* BEGIN Provided entries *

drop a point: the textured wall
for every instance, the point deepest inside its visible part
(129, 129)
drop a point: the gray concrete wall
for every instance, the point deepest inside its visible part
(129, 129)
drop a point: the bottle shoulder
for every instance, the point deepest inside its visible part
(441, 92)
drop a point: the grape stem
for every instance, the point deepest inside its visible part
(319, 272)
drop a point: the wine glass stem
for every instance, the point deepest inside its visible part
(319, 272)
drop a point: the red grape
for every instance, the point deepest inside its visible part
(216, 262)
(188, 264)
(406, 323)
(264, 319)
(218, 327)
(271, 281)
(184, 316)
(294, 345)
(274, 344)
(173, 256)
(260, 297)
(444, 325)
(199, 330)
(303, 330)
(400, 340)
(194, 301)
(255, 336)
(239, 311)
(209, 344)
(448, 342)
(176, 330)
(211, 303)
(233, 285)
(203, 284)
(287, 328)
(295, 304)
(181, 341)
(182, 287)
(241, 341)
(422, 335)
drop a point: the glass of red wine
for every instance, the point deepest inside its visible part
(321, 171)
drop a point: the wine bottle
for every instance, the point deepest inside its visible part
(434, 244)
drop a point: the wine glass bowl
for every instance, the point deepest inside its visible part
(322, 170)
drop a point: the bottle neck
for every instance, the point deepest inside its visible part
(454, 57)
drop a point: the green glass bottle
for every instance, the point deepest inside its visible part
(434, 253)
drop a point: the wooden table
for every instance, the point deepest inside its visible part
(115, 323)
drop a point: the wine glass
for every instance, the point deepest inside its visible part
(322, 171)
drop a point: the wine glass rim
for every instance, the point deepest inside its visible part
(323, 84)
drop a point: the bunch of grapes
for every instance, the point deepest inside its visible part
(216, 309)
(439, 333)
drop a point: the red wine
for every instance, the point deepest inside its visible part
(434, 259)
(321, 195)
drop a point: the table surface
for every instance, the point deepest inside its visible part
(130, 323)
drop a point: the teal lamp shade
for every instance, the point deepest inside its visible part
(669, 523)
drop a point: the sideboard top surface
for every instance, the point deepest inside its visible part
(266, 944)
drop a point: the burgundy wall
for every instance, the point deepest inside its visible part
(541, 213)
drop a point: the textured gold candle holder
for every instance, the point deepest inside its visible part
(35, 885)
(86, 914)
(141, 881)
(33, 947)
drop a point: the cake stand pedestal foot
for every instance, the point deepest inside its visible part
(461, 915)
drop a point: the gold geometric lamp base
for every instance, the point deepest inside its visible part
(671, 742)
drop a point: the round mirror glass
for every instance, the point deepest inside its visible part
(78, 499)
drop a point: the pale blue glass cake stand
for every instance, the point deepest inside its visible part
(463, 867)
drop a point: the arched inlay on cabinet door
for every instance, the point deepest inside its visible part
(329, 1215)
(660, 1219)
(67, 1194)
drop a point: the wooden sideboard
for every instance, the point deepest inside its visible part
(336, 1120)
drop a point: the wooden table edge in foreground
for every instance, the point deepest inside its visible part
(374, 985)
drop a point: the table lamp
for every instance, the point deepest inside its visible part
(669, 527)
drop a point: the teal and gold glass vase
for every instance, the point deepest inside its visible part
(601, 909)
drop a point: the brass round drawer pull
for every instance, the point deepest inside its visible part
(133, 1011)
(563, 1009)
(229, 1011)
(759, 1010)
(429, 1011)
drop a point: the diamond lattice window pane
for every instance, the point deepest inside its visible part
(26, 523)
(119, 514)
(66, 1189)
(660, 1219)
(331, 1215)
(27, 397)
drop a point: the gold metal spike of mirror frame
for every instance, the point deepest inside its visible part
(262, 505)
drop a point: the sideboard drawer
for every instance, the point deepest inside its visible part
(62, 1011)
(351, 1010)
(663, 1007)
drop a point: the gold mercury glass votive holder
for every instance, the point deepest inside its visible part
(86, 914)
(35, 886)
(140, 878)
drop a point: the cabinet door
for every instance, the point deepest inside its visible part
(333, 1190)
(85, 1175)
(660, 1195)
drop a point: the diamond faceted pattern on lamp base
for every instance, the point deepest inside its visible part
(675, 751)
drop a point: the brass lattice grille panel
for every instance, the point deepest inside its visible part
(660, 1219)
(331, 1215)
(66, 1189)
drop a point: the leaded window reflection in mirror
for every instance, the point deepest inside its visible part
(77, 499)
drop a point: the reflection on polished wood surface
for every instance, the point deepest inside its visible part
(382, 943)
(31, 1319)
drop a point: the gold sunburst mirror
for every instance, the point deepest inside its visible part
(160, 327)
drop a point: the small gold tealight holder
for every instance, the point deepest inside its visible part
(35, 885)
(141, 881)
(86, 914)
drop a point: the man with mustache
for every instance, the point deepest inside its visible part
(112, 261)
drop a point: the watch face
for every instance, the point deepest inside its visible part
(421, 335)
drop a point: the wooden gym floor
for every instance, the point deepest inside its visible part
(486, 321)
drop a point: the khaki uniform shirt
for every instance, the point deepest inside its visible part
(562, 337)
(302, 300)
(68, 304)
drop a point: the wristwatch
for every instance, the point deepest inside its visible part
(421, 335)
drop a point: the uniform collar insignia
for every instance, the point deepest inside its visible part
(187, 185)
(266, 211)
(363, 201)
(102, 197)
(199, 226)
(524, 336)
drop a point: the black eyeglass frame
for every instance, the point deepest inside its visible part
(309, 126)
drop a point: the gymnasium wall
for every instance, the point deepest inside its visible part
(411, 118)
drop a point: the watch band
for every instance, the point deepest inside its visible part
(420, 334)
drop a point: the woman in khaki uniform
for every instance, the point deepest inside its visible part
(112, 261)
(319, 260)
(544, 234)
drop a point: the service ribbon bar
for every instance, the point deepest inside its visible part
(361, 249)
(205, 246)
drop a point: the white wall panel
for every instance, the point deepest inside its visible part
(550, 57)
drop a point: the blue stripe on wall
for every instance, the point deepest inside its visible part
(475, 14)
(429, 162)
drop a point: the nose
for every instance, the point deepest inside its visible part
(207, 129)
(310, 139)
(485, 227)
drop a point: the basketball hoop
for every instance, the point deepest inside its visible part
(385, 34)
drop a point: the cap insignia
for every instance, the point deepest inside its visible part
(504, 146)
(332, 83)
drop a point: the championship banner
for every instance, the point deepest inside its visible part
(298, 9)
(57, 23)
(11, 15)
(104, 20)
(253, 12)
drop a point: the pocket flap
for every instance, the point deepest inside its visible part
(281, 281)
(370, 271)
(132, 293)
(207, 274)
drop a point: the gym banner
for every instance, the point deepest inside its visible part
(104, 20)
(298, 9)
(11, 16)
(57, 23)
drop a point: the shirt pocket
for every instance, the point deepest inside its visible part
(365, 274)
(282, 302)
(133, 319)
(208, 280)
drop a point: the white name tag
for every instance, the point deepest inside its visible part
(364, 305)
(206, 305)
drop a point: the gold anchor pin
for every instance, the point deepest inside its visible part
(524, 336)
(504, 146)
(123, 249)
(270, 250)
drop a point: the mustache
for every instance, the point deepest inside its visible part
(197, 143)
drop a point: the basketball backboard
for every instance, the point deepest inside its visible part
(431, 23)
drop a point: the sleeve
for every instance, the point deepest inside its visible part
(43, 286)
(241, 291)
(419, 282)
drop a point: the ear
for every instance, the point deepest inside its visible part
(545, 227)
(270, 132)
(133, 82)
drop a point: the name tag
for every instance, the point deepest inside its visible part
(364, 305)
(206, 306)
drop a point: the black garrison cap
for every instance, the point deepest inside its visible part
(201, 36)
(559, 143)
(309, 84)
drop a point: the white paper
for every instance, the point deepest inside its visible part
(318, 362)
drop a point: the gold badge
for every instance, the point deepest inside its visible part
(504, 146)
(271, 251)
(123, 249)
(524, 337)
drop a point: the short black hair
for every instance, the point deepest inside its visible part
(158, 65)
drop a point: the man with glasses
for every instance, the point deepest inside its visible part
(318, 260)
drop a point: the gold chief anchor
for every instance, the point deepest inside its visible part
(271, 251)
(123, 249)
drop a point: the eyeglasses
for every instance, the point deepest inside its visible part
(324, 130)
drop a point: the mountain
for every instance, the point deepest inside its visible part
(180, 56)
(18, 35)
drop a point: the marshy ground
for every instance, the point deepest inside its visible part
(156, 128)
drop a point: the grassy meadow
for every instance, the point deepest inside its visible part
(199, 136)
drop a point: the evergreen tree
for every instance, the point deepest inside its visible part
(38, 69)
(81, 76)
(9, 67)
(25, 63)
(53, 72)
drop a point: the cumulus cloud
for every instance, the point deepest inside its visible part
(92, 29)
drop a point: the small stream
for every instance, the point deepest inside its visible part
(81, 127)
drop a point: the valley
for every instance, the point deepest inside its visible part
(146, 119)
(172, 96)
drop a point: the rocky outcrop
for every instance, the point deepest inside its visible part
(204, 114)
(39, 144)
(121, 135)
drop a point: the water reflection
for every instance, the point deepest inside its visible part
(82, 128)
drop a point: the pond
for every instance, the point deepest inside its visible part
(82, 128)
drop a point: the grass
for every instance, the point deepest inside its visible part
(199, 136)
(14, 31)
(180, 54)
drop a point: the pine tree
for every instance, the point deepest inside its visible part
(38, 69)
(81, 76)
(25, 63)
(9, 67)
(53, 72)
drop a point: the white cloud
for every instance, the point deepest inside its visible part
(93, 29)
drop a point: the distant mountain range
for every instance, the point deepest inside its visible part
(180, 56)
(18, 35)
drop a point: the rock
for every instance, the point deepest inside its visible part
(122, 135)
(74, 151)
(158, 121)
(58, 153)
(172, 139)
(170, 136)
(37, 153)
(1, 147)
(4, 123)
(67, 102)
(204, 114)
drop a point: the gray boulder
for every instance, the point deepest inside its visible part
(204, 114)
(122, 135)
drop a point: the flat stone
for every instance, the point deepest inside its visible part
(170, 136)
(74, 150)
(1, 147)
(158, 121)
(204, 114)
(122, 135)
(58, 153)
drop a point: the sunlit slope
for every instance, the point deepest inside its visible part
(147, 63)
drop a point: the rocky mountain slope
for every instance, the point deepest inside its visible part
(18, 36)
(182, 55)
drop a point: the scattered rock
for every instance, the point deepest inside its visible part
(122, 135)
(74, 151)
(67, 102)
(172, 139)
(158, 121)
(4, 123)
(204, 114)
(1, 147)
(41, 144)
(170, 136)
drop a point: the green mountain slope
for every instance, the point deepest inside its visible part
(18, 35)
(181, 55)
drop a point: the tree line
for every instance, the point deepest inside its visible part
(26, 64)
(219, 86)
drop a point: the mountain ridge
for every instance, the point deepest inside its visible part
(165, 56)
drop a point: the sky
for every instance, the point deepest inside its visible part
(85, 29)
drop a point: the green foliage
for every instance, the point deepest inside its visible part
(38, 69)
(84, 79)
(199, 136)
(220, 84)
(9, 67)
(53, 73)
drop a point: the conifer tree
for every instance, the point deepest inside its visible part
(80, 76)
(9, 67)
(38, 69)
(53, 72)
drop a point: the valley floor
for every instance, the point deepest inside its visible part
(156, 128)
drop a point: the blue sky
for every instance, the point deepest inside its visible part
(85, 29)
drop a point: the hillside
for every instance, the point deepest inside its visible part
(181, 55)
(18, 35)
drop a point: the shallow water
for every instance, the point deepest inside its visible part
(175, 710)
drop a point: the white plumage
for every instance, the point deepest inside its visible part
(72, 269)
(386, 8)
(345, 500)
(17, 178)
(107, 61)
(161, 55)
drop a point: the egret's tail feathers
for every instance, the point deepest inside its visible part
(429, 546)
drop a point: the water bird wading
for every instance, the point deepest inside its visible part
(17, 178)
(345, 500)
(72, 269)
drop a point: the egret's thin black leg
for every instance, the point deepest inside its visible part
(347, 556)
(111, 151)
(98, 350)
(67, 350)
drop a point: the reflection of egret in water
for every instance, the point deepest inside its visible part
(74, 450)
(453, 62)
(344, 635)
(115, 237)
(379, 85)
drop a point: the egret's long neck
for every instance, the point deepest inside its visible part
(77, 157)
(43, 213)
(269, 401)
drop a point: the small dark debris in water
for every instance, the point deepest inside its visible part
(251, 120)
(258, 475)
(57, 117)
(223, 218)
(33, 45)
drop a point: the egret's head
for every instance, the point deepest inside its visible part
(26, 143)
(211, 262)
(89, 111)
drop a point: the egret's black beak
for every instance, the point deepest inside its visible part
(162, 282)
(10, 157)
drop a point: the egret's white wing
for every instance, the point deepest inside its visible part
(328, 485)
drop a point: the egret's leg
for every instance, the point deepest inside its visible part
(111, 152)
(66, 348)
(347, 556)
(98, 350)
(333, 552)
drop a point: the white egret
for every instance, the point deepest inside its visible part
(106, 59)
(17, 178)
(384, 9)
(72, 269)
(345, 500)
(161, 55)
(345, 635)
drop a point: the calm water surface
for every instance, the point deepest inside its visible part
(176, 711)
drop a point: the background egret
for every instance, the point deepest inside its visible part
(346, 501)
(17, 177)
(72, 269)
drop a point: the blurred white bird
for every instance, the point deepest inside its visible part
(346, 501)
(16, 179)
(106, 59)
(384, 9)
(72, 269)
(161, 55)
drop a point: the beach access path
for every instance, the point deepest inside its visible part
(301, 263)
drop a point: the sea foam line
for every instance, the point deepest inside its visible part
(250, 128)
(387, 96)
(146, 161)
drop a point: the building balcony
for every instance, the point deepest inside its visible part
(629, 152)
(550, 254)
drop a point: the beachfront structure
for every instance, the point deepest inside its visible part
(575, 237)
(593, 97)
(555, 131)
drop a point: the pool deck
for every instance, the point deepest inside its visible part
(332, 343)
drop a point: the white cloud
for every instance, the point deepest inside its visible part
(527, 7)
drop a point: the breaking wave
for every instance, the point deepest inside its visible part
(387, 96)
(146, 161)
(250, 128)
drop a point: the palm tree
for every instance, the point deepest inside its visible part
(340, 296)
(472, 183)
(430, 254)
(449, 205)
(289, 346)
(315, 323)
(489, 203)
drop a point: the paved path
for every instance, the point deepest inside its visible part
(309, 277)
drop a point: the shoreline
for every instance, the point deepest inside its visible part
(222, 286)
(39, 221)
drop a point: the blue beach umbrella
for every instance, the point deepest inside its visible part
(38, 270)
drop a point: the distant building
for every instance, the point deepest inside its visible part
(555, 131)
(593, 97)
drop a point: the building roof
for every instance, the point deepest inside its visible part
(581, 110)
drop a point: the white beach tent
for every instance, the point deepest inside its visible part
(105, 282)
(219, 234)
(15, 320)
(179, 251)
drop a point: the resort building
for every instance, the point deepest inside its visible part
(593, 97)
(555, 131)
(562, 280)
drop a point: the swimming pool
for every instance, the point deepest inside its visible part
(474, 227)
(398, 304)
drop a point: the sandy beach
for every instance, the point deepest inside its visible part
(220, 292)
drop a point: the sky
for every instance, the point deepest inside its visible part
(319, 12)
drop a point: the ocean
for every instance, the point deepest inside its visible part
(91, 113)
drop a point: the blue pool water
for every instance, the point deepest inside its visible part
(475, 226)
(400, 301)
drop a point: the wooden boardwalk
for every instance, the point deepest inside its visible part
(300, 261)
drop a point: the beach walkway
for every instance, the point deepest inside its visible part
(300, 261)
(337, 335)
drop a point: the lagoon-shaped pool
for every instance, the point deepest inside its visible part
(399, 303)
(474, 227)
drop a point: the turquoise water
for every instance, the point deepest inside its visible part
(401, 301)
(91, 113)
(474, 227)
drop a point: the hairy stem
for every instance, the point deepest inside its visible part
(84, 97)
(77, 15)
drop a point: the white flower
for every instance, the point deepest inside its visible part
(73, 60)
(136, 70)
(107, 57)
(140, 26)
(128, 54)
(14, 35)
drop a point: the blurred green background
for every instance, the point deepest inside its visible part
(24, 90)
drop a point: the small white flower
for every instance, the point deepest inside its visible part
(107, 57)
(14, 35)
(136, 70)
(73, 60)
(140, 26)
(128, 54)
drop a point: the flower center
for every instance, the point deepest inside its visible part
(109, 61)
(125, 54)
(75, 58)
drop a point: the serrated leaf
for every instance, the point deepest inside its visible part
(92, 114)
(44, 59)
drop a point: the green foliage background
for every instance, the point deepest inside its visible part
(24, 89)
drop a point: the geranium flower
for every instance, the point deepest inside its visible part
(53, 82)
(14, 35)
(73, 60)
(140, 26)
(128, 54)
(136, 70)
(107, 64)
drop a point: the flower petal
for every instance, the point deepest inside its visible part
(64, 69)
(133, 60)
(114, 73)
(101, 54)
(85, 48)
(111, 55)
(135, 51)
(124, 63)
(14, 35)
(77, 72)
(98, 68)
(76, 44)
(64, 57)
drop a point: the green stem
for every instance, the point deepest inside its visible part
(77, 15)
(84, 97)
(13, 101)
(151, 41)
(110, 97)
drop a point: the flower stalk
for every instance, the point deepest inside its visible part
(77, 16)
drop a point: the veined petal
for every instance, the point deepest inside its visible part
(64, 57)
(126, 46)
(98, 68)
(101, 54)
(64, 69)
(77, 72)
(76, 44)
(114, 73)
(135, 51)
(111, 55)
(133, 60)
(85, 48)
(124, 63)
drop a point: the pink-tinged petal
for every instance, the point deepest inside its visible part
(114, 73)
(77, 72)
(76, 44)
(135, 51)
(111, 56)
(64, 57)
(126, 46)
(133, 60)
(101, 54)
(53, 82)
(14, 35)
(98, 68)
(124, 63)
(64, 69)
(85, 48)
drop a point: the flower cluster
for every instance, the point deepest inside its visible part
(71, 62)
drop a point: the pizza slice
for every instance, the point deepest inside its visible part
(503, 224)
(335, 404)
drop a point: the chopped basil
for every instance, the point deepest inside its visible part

* END Provided entries *

**Exercise goal**. Output exactly the lines above, from the one holding "drop a point: the flower petal" through the end of the data, including the first and last.

**Output below**.
drop a point: the flower petal
for every instance, the point deepest inside its visible part
(64, 69)
(133, 60)
(114, 73)
(101, 54)
(85, 48)
(111, 55)
(135, 51)
(124, 63)
(14, 35)
(77, 72)
(98, 68)
(76, 44)
(64, 57)
drop a point: the green stem
for every instance, the point deepest inside its visible part
(77, 15)
(84, 97)
(13, 101)
(151, 41)
(110, 97)
drop a point: the flower stalk
for every instance, the point deepest inside its visible part
(77, 16)
drop a point: the veined petal
for every instance, the point deepest inside its visible part
(64, 57)
(126, 46)
(98, 68)
(101, 54)
(64, 69)
(77, 72)
(76, 44)
(114, 73)
(135, 51)
(111, 55)
(133, 60)
(85, 48)
(124, 63)
drop a point: the pink-tinged petal
for every instance, the point deepest inside its visible part
(114, 73)
(77, 72)
(76, 44)
(135, 51)
(111, 56)
(64, 57)
(126, 46)
(133, 60)
(101, 54)
(53, 82)
(14, 35)
(98, 68)
(124, 63)
(64, 69)
(85, 48)
drop a point: the flower cluster
for every instance, the point deepest inside its visible part
(71, 62)
drop a point: the pizza slice
for every instance, the point deepest inside its visible part
(503, 224)
(335, 404)
drop a point: the chopped basil
for every instance, the point deepest inside its visible part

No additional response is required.